▶ [Opdrachten]:
1 > Wat gebruikt de oude buurman in de tekst over de julidagen om zich over zijn terrein te verplaatsen?
2 > Schrijf een vervolg op de tekst over de julidagen dat begint na de laatste zin.
+++ Leestekst +++
Julidagen

Terwijl buiten de bruine kiekendief aan het jagen is, de gierzwaluwen nog lang niet aan vertrekken lijken te denken, opgewonden langs het dak van de schuur scheren en de waterhoentjes een tweede leg hebben – er is bijna niets aandoenlijker dan kleine waterhoentjes: zwarte wollige baaltjes met een plukje rood, en bovendien: op het rustige platteland lijken er veel meer waterhoentjes dan meerkoeten te zijn, in contrast met de stad, waar de agressieve, opvliegende meerkoeten veruit in de meerderheid zijn – en de drie jonge ransuilen uitgevlogen lijken te zijn, waardoor de nachten van de campinggasten een stuk rustiger zijn geworden, ligt binnen op een bed dat in hoogte verstelbaar is mijn vader. Alles aan het bed is verstelbaar, ook voeteneind, hoofdeind en zelfs het midden, daar waar zo’n beetje de knieën liggen. We hebben zelf een dag of vijf geleden besloten dat niemand van de thuiszorg hem meer pillen hoeft te geven; sommige zijn zo groot dat hij ze domweg niet weggeslikt krijgt en bovendien eet hij niet meer. Anderhalve week geleden verslikte hij zich zo vreselijk in een enorme antibioticumpil dat we gedwongen waren buiten voor de achterdeur te gaan zitten tot het vreselijke hoesten een beetje voorbij was. Toen ik hem een dag of wat geleden voorstelde in plaats van een snee brood met pruimenjam een koude pannenkoek te eten als ontbijt, zei hij: ‘Zeur niet zo.’

‘We’, dat zijn wij, de kinderen. Buiten lijfelijk aanwezig, in wisselende samenstellingen, ook verenigd in een groepsapp, maar die functioneert niet zo goed, communiceren met alleen geschreven, korte berichten blijft toch ingewikkeld. Ik ben slecht in wachten, ik kan dat eigenlijk niet. Als iemand mij bijvoorbeeld op komt halen in een auto, zit ik een half uur van te voren al klaar en als ze dan ook nog eens te laat komen, kan ik niets meer doen. Niets, behalve wachten. Er zijn vast mensen die dan gewoon dat korte stukje van hun leven gewoon voortzetten, even dit doen, even dat, tot er aangebeld wordt. Ik kan dat niet, ik kan alleen nog maar wachten. En wachten is wat we nu ook doen. Soms lijkt het een kort wachten te zijn, een dag later zou het zo maar weer nóg een week kunnen duren. Er wordt elke dag een wasje gedraaid, de vaatwasmachine wordt in- en uitgeruimd, soms denkt iemand eraan het gras te maaien, de kippen moeten elke dag eten hebben en vooral water: kippen drinken ontstellend veel. Op het land rondom het huis gebeurt ook van alles: gewassen worden besproeid met gif, bollen worden uit de grond gehaald, hooi wordt geperst. Een oude buurman gebruikt zijn aftandse fiets als rollator, verplaatst zich daarmee over zijn terrein. Ik tref hem aan als hij nadenkend bij een houten bak met tarwe staat. Ik vertel hem over de situatie. ‘Godverdommetje,’ zegt hij. ‘Wie blijft er nog over aan de Barsingerweg?’ Er komt bezoek. ‘Als ik mijn hart uitspreek, wil ik niemand meer zien,’ zegt mijn vader. Maar mijn moeder houdt juist van bezoek. Eergisteren, nee: zaterdag, zei hij: ‘Ik moet nog wakker blijven tot morgenochtend.’ Toen kwam zijn zuster uit Heemstede. En nu, twee dagen later alweer, is hij nog steeds wakker. Tante Lief is gekomen en gegaan en hij vraagt: ‘Ligt er ook sneeuw?’ na een nachtje warme juliregen.
+++ Gegevens +++
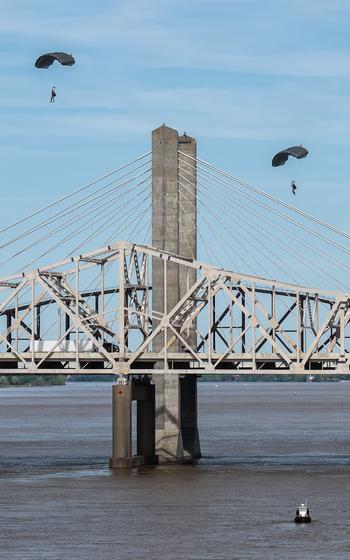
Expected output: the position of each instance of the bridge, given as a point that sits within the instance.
(158, 318)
+++
▶ [Antwoorden]:
1 > Zijn aftandse fiets, die hij als rollator gebruikt.

2 >
Vaak zit mijn moeder aan dat bed dat omhoog en omlaag kan. Ze zeggen dan dingen tegen elkaar die wij nog nooit gehoord hebben. ‘Jij bent mijn lieverdje’ bijvoorbeeld. Ze pakt hem vast waar ze kan, zijn handen, zijn hoofd. Een naam wordt meer beladen, op de een of andere manier. ‘Is Gerbrand daar?’ vraagt hij, en ik denk dan: dat ben ik, Gerbrand. Het klinkt nu belangrijk, zo’n naam. Net als de namen van al mijn broers en mijn zus. Af en toe wil hij wat water, soms staat iemand van de zorg – als die er juist op dat moment is – al klaar om dat te doen, maar dan zeg ik dat ik dat wel doe. Dan kan ook ik hem aanraken met een reden, want zomaar aanraken, nee, dat  deden we nooit, dus dat is nu ook nog steeds ‘een dingetje’.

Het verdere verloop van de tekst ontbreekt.